__Text segment__
Use of morning after pill worries pharmacists

By IANS
Sunday, January 2, 2011

LONDON - British pharmacists fear that many women are risking their health by using the morning after pill after unprotected sex.

A poll in Britain has found that one-fifth of women used the emergency contraceptive last year.

The Co-Operative Pharmacy conducted the survey on 3,000 people and found that 20 percent of women aged 18 to 35 took the emergency pill last year. The same proportion said that heavy drinking or taking drugs led to them not using contraception with a new partner.

One in 50 had used the morning after pill three times or more in 2010, the Telegraph reports.

Among 18 to 21-year-olds, one in 50 said they preferred using it as “a regular form of contraception”.

But Mandeep Mudhar, who heads the National Health Service development at The Co-operative Pharmacy, warned that women should not be using the morning after pill in such a manner.

Saved data entries:

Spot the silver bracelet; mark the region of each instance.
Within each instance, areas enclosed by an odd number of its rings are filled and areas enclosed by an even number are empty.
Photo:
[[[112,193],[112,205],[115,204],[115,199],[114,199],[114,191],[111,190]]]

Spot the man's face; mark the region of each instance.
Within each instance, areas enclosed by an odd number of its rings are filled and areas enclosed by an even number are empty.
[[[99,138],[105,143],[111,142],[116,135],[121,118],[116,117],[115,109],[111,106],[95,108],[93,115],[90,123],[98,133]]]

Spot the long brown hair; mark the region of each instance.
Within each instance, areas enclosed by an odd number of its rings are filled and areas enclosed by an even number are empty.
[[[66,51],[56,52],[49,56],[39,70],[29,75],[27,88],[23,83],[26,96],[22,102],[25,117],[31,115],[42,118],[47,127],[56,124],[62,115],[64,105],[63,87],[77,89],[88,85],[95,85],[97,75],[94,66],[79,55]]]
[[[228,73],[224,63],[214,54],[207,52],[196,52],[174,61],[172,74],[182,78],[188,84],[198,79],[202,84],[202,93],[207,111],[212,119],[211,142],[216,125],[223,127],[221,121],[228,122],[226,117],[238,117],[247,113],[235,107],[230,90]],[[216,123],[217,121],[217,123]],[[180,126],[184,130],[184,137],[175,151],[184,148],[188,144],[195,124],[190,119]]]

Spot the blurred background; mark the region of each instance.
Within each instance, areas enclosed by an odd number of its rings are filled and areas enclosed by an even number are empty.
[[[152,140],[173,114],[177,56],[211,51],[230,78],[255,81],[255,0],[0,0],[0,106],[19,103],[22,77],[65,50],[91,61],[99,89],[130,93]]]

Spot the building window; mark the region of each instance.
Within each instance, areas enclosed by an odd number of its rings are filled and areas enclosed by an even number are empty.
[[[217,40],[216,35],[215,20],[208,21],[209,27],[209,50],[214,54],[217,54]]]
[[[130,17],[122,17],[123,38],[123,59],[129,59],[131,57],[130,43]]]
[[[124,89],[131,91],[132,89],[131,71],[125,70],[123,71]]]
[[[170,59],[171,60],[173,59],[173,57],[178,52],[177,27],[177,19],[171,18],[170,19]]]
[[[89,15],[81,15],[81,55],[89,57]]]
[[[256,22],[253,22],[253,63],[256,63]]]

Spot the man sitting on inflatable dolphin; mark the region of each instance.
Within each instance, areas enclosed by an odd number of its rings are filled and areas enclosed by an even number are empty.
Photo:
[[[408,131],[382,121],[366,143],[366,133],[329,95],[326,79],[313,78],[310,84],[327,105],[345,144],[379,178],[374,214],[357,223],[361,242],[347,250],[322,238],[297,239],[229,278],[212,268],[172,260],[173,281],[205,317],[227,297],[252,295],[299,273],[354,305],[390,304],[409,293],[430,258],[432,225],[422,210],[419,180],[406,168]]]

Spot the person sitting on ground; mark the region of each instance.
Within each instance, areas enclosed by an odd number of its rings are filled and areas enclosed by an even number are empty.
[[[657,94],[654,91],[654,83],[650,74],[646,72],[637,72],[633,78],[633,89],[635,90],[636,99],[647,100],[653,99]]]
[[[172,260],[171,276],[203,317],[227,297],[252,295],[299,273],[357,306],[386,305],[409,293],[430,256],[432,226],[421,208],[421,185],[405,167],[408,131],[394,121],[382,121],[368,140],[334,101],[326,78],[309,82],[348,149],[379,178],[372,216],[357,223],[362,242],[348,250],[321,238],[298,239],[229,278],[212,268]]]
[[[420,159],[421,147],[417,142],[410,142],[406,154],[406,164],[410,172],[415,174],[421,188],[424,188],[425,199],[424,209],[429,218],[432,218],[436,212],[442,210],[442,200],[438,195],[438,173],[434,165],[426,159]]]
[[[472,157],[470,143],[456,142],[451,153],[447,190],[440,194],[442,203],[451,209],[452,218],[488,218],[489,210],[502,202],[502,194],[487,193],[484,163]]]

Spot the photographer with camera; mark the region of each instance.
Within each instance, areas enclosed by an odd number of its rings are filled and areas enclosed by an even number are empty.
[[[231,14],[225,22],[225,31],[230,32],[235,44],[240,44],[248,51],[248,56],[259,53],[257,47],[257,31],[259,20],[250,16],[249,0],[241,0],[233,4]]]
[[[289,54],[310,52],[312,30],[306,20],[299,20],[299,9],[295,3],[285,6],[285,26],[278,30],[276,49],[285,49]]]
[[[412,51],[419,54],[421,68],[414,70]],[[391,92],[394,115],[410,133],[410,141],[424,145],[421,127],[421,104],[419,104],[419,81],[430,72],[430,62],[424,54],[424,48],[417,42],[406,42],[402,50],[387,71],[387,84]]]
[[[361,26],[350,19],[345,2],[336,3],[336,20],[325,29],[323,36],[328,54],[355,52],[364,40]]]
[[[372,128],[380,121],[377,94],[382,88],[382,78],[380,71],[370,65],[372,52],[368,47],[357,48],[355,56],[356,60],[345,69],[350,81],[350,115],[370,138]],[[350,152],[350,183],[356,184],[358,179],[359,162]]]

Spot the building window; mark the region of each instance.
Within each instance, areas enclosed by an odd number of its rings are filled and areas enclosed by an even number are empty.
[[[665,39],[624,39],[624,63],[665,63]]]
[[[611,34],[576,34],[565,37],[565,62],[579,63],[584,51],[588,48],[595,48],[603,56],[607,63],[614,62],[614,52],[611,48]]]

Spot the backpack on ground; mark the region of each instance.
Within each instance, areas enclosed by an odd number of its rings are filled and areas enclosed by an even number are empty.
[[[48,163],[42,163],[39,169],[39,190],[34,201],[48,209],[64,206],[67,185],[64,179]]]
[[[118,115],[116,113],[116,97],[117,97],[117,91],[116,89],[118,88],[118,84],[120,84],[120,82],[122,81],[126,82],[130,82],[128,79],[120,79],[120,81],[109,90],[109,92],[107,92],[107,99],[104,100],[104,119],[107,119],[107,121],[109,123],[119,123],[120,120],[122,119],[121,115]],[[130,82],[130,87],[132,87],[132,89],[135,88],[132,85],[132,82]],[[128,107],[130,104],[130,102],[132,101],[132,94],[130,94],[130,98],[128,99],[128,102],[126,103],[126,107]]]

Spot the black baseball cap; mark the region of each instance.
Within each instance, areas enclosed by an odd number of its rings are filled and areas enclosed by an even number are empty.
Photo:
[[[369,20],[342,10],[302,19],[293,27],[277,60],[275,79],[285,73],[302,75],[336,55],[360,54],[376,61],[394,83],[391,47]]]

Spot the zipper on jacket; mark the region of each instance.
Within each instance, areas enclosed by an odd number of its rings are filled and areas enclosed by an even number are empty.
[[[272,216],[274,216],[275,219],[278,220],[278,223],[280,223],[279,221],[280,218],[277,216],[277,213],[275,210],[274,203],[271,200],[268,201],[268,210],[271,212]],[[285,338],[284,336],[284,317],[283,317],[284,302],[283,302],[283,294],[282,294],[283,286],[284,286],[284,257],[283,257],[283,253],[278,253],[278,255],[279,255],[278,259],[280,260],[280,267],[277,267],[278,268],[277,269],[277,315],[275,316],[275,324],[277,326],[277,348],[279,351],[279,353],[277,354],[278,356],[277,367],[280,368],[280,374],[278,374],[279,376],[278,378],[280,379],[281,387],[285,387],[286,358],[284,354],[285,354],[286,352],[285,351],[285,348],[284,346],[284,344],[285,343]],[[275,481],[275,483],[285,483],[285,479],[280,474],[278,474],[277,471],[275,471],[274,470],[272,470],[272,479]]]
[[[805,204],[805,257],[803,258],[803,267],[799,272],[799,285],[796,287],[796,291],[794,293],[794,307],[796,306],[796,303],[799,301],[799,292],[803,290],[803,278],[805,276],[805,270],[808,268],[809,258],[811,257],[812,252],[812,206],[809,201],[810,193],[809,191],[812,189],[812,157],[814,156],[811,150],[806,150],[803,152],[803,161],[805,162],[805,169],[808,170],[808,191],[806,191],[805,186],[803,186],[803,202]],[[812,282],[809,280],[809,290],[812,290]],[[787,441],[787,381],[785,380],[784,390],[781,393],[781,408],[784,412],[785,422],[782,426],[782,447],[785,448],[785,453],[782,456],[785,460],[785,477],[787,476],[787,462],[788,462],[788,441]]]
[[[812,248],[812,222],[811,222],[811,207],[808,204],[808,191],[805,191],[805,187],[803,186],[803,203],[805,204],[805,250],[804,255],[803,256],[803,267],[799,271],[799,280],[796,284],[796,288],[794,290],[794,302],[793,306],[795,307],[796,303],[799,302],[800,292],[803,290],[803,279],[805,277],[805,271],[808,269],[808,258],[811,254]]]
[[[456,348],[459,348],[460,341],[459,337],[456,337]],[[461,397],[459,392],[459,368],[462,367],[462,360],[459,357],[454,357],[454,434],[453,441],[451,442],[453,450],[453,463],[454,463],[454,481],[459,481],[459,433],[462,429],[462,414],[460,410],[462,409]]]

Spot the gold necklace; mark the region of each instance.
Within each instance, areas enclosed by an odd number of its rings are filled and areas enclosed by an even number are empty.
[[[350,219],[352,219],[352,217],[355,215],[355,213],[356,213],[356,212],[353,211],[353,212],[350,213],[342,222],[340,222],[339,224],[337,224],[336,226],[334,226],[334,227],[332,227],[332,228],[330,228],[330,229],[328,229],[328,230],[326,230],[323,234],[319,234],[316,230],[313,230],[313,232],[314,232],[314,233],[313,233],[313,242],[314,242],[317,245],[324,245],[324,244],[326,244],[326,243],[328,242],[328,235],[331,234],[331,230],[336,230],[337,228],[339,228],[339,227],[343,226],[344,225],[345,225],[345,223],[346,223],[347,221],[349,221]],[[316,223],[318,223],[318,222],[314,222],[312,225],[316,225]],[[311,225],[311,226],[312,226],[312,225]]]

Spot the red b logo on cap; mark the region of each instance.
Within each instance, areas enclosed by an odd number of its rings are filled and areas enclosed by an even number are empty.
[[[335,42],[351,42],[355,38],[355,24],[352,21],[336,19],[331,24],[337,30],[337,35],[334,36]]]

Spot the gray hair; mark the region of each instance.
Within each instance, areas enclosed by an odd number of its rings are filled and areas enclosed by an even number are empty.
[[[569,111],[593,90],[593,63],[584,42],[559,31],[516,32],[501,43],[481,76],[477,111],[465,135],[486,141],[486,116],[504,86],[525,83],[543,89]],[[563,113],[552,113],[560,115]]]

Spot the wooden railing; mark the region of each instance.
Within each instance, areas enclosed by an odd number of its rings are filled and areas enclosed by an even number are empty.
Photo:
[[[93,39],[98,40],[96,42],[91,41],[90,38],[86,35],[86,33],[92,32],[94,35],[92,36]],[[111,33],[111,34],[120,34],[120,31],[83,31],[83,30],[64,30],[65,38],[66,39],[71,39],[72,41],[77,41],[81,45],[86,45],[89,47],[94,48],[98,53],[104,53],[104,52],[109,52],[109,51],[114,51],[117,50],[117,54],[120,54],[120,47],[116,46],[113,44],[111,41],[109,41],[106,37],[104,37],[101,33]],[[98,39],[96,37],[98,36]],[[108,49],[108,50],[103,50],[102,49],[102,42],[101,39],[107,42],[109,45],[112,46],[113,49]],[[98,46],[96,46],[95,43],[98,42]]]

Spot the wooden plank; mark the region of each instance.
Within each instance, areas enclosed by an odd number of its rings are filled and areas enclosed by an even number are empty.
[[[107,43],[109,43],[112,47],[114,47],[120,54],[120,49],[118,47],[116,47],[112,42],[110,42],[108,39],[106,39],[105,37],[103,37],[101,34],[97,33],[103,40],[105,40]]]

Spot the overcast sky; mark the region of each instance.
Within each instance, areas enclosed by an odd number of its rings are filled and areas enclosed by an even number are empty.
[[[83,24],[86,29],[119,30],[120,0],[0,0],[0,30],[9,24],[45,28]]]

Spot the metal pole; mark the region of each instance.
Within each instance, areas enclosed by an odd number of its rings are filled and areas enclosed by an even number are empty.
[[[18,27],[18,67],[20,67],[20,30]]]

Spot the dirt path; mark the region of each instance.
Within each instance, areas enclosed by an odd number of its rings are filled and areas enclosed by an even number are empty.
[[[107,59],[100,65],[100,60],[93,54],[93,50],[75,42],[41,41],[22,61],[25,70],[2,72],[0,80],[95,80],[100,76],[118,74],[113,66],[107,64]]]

__Required actions__
1. Decide whether each statement below agrees with the article on morning after pill use. For each of (a), (b), and (c), answer yes or no and quote the deciding words from the article. (a) The survey covered 3,000 people. (b) Half of women aged 18 to 35 took the emergency pill last year. (c) Mandeep Mudhar heads the National Health Service development at The Co-operative Pharmacy.
2. According to the article on morning after pill use, what proportion of 18 to 21-year-olds said they preferred using the morning after pill as a regular form of contraception?
3. Carry on the article on morning after pill use from the point where it stops.
The entries have no connection to the article on morning after pill use.

__Answers to the tasks__
1.
(a) Yes: "The Co-Operative Pharmacy conducted the survey on 3,000 people"
(b) No: "20 percent of women aged 18 to 35 took the emergency pill last year"
(c) Yes: "who heads the National Health Service development at The Co-operative Pharmacy"

2. One in 50.

3.
“The morning after pill should be a last resort to prevent an unwanted pregnancy after having unprotected sex or if another method of contraception has failed, such as if you have forgotten to take one of your contraceptive pills,” Mudhar said.

A sixth of women in the survey admitted to having had a sexually-transmitted infection.

Diseases such as chlamydia, genital herpes and gonorrhoea are on the rise, with almost 500,000 new infections diagnosed in Britain annually.

Mudhar added: “The emergency contraceptive pill does not protect against sexually transmitted infections.”